*** Block opens ***

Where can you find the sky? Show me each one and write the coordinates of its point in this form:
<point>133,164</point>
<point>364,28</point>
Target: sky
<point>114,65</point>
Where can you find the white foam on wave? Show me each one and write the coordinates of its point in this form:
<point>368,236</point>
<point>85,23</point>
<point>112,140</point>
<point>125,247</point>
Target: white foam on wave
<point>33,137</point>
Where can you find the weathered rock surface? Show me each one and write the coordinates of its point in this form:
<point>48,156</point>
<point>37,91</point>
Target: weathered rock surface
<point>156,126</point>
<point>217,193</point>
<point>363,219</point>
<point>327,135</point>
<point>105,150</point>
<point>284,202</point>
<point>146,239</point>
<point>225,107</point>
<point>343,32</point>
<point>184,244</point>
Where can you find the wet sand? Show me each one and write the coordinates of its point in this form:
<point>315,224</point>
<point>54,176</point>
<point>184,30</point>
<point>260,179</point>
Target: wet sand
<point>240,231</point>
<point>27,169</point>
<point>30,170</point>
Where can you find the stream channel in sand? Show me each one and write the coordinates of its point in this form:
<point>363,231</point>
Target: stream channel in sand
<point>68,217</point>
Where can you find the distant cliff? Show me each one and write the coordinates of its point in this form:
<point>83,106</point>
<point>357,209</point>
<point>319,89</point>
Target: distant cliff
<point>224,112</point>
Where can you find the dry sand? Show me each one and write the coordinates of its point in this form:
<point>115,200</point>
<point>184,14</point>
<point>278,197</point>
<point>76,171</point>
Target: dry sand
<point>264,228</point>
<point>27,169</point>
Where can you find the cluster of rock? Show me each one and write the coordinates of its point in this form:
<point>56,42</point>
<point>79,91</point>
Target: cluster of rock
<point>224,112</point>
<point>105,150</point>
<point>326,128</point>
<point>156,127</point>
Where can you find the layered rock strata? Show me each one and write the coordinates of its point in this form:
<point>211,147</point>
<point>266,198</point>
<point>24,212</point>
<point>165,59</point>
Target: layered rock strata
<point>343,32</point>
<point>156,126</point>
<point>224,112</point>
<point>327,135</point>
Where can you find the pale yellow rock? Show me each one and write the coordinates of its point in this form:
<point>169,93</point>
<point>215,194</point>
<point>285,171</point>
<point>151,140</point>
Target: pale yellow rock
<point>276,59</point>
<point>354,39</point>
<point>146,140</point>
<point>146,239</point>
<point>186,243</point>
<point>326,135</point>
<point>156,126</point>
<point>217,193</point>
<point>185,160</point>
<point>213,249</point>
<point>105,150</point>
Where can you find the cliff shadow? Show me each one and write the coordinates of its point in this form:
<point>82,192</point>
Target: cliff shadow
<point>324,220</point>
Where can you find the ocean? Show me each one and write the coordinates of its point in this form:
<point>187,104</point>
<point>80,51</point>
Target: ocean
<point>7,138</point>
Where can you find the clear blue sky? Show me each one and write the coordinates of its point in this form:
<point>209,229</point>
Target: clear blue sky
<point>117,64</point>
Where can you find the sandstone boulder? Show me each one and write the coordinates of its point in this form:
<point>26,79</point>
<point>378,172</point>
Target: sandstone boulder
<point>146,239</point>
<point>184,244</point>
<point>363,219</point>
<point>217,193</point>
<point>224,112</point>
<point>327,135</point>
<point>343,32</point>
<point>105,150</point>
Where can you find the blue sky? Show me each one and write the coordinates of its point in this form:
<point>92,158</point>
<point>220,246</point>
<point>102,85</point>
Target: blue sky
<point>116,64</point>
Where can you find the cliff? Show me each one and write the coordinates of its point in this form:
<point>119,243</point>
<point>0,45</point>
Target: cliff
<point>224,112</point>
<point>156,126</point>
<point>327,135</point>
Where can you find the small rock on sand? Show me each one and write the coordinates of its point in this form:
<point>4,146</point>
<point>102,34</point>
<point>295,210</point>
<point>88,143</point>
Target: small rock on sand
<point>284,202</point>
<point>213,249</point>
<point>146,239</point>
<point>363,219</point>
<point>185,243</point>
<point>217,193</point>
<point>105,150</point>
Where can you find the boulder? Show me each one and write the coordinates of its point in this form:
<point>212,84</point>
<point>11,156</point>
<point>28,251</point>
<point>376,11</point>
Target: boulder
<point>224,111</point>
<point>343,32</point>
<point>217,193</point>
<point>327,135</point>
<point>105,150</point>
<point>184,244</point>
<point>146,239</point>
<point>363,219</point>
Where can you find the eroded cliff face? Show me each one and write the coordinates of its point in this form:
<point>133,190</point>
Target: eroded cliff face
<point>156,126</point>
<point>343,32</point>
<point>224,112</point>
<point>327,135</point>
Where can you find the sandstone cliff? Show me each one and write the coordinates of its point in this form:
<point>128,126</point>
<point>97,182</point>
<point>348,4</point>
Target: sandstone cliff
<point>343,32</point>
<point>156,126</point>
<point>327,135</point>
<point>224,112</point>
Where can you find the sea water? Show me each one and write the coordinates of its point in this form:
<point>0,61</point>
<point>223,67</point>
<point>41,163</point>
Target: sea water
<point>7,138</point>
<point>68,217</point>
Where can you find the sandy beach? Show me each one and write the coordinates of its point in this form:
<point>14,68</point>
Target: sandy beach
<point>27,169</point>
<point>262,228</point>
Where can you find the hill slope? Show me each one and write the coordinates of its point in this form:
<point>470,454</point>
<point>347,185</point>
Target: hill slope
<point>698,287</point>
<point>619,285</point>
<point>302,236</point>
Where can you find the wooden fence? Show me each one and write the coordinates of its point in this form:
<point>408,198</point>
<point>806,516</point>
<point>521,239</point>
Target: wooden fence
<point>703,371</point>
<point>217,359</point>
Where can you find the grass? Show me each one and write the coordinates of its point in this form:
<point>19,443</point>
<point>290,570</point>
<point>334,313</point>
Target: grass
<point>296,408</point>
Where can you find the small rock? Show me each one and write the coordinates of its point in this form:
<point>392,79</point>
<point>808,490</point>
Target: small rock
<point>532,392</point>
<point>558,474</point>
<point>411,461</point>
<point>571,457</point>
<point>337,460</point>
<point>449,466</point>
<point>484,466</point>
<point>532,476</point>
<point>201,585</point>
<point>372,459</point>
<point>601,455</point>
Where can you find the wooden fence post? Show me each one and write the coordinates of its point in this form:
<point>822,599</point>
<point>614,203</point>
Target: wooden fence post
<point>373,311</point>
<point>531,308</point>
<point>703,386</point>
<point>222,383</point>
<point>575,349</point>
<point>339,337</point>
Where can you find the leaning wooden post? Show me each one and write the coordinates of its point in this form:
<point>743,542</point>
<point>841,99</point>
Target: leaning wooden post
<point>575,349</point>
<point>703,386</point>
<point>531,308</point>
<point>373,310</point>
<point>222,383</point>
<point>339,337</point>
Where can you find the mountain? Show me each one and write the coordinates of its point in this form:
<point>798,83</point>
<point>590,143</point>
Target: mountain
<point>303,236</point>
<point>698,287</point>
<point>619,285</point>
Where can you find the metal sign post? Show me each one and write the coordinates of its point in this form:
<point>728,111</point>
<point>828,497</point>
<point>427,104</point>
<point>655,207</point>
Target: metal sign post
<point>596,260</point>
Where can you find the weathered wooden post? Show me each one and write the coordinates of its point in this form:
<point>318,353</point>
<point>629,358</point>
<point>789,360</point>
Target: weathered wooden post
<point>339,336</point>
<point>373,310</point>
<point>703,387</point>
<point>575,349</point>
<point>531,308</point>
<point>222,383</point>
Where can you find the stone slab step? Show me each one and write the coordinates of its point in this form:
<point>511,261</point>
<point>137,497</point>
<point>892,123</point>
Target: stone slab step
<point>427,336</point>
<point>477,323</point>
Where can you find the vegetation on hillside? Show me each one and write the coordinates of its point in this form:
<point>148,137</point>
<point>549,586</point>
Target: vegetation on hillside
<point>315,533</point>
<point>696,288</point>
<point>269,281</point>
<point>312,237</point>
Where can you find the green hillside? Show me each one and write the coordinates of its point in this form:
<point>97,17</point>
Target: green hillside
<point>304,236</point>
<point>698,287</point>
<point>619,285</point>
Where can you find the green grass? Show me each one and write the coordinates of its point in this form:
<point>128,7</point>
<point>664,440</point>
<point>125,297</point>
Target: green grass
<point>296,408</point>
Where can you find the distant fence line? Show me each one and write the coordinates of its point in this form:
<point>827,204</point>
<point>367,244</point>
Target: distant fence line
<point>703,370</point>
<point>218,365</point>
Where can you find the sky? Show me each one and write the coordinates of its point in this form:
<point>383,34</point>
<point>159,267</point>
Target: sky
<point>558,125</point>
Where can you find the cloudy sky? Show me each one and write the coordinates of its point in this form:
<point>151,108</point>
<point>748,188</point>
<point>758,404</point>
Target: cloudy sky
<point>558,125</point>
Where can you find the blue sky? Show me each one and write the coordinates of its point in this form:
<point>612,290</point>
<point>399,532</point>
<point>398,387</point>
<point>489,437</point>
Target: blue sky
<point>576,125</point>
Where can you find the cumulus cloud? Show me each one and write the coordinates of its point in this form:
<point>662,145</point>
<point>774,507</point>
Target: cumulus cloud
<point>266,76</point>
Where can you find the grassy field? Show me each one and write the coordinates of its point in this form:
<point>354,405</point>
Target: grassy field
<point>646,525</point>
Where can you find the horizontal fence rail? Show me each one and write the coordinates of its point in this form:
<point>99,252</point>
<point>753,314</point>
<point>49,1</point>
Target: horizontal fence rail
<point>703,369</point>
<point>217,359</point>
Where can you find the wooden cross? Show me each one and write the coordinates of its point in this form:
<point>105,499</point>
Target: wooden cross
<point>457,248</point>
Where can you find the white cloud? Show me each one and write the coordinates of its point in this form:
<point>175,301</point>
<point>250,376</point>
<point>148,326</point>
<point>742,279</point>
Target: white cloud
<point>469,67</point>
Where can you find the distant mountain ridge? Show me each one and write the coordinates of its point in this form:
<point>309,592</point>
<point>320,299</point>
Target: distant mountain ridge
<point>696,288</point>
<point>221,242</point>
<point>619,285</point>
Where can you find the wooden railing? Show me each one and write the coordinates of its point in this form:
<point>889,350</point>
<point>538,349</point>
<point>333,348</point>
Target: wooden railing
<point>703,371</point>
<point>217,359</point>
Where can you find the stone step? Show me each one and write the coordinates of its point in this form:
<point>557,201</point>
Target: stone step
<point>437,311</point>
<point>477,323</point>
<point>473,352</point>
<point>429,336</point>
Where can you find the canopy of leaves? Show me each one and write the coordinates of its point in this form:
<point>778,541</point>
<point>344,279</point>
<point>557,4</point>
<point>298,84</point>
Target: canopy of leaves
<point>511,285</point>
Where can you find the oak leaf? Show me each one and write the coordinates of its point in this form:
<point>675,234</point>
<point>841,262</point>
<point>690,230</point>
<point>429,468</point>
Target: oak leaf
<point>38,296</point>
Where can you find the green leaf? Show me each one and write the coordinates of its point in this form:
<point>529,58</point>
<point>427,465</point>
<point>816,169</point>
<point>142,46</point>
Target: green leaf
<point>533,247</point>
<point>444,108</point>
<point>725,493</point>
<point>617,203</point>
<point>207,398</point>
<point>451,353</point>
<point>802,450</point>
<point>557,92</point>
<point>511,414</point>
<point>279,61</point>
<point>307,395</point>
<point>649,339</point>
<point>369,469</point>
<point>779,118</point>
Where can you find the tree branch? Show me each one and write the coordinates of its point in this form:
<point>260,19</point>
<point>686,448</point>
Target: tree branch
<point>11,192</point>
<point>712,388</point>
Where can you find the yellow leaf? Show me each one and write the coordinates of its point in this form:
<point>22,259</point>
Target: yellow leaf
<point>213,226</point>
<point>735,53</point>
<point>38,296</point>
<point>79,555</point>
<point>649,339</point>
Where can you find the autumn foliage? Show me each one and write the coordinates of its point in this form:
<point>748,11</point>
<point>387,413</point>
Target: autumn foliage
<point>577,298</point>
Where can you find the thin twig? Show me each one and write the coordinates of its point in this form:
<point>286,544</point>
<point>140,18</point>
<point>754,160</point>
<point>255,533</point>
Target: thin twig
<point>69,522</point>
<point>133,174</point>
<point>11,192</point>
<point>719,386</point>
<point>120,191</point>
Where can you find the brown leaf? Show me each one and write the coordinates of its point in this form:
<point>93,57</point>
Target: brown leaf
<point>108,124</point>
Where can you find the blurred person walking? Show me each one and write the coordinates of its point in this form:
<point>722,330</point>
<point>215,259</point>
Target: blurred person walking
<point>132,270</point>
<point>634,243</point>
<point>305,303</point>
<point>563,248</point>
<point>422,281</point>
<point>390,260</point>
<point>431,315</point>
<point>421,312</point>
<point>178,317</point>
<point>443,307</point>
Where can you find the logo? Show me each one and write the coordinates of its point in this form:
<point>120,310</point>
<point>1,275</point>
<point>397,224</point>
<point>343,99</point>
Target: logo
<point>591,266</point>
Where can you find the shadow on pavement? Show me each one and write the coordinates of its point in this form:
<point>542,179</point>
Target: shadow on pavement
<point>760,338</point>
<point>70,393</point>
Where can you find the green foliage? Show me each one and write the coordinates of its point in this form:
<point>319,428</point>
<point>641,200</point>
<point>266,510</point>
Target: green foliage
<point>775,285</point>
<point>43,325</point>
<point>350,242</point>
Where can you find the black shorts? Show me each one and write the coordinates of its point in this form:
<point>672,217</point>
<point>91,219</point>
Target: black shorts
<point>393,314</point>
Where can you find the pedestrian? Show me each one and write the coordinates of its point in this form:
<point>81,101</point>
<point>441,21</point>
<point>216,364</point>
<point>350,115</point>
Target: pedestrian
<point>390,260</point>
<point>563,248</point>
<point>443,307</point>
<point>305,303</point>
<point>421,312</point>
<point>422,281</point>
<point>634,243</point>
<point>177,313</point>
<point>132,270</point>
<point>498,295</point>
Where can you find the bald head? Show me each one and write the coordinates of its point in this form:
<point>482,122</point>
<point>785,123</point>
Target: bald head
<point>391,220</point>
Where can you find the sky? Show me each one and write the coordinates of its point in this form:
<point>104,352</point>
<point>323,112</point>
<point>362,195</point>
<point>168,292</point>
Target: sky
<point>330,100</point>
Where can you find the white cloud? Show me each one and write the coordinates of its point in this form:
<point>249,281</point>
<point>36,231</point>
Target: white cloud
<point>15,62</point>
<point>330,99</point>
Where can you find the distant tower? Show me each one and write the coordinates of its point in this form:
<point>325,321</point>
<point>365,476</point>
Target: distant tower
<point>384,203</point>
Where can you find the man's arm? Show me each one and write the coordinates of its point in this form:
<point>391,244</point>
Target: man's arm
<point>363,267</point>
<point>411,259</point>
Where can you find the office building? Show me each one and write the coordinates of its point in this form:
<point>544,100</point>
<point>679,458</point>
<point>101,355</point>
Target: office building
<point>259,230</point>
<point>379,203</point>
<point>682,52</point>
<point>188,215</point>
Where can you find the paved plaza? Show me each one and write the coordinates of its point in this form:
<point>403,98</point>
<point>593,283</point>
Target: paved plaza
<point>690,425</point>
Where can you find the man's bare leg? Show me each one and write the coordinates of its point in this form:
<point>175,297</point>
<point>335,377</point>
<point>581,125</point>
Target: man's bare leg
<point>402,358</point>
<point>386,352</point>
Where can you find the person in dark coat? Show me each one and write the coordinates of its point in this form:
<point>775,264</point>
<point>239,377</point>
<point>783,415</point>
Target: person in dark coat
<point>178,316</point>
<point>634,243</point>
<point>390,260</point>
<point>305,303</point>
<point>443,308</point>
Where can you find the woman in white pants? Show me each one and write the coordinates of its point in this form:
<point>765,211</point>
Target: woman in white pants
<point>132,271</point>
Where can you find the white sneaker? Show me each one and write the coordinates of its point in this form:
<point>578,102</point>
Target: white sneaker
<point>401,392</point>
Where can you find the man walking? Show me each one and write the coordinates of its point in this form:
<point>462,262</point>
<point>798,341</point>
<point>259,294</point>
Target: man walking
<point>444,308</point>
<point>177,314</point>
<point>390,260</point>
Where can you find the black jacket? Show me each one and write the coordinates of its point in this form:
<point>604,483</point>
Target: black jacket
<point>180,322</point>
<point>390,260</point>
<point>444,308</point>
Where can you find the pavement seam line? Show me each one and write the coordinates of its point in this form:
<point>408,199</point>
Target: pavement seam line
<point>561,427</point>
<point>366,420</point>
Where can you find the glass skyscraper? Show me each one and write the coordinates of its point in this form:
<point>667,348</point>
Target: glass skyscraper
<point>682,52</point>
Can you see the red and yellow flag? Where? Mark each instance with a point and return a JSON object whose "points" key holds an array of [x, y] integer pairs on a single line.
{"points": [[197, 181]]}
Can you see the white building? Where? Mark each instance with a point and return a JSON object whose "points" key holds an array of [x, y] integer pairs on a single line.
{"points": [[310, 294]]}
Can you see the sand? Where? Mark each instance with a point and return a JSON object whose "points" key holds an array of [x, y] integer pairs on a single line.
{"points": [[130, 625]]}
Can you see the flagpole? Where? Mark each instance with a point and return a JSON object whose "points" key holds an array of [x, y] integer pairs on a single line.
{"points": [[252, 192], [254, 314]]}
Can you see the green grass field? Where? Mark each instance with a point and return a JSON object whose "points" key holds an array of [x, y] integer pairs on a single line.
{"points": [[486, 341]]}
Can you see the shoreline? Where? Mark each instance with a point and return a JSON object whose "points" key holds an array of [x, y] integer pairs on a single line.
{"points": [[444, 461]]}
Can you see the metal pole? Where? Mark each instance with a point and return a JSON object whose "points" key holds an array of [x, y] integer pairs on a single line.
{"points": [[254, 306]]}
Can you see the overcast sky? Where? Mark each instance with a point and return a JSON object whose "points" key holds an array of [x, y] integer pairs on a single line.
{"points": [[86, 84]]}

*** Block closes ***

All that belongs in your answer is the stretch of entries above from the line with "Target: wet sand" through the line with "<point>165,59</point>", printed exactly.

Solution for this exercise:
Target: wet sand
<point>240,231</point>
<point>27,169</point>
<point>30,170</point>
Where can you find the stream channel in sand? Show me each one and write the coordinates of its point in this form:
<point>363,231</point>
Target: stream channel in sand
<point>68,217</point>
Where can you find the distant cliff? Show me each one and write the coordinates of its point in this form:
<point>83,106</point>
<point>357,209</point>
<point>319,89</point>
Target: distant cliff
<point>224,112</point>
Where can you find the dry sand? Show me each one and write the coordinates of its point in this form:
<point>115,200</point>
<point>184,14</point>
<point>278,197</point>
<point>76,171</point>
Target: dry sand
<point>264,228</point>
<point>27,169</point>
Where can you find the cluster of rock? Show me each one and write the coordinates of its point in this form:
<point>56,42</point>
<point>79,91</point>
Target: cluster of rock
<point>224,112</point>
<point>105,150</point>
<point>326,128</point>
<point>156,127</point>
Where can you find the layered rock strata? Show me each one and write the coordinates of its point in this form:
<point>211,147</point>
<point>266,198</point>
<point>24,212</point>
<point>165,59</point>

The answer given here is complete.